A 4.0 m long uniform ladder with the weight of 120 N leans against a wall making it 70° above a cement floor as shown in Figure. Assuming the wall is frictionless, but the floor is not, determine the forces exerted on the ladder by the floor and by the wall. ( Ans. 122N) 



Given:

Let the ladder ground contact point is A and to the wall be B then the Length of ladder `\overline {AB}` (Figure-2) = L = 4.0 m
Weight of ladder = W = 120 N
Center of gravity of rod =`\ frac {L}{2}` = 2.0 m
Angle 𝛳 = 70°
 

To Find:

The force of Reaction on the ladder due to wall = Fw = ?
The force of Reaction on the ladder due to ground = F = ?

Solution:

A figure-2 is constructed to explain the Figure 1 of the question, in which we have resolved the ladder length L into its components which are L cos𝛳 and L sin 𝛳 x-component and y-component respectively. The clock wise and anti clockwise torques are also marked in the figure-2 according to the given conditions in the question.
════════════════
**Task A**
Answer these from the ladder problem:
(i) How long is the ladder?
(ii) What angle does the ladder make above the floor?
(iii) Which surface is assumed to be frictionless?
════════════════
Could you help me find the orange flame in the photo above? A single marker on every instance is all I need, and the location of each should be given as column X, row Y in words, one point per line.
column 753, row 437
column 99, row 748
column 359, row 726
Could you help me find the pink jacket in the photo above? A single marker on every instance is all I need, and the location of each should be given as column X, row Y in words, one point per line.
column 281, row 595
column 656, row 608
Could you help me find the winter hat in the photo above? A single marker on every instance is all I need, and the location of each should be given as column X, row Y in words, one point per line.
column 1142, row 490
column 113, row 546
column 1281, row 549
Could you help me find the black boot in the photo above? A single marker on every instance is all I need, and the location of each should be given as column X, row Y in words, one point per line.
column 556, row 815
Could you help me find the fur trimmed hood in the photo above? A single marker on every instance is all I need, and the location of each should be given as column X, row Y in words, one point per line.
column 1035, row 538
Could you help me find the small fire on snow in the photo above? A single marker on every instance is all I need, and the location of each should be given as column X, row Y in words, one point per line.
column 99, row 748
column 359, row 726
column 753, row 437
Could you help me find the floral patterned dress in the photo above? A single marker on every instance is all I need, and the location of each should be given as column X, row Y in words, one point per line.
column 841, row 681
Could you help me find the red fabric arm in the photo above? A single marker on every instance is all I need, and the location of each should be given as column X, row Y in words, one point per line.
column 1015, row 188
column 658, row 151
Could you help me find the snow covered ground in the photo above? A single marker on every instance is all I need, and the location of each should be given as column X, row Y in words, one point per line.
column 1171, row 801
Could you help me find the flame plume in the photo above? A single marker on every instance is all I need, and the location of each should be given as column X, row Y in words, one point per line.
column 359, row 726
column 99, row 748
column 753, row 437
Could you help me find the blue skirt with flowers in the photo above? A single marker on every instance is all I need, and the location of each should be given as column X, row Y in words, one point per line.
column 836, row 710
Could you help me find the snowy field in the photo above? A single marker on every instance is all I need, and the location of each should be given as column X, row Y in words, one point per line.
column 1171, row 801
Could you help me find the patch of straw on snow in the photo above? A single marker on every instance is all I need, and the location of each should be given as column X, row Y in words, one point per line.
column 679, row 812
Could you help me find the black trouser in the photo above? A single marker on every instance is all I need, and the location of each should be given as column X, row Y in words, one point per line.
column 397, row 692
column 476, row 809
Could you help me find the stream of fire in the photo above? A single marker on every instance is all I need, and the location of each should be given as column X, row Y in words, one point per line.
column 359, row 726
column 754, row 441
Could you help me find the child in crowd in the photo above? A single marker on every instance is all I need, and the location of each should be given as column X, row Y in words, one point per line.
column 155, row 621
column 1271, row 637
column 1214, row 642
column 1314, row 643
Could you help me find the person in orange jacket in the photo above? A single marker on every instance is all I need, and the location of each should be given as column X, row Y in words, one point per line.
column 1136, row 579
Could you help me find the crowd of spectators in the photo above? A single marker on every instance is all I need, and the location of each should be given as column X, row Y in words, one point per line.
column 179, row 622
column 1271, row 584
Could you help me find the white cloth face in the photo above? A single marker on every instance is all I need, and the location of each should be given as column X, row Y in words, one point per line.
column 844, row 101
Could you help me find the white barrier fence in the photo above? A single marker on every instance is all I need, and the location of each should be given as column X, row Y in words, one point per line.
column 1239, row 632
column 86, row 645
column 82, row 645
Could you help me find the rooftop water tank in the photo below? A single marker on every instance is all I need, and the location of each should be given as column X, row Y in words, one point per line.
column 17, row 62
════════════════
**Task B**
Express the records from the line with "Could you help me find the winter" to the line with "column 556, row 815" as a Markdown table with the columns Row and Content, numbering each line and omitting blank lines.

**Full answer A**
(i) 4.0 m
(ii) 70°
(iii) The wall

**Full answer B**
| Row | Content |
|---|---|
| 1 | Could you help me find the winter hat in the photo above? A single marker on every instance is all I need, and the location of each should be given as column X, row Y in words, one point per line. |
| 2 | column 1142, row 490 |
| 3 | column 113, row 546 |
| 4 | column 1281, row 549 |
| 5 | Could you help me find the black boot in the photo above? A single marker on every instance is all I need, and the location of each should be given as column X, row Y in words, one point per line. |
| 6 | column 556, row 815 |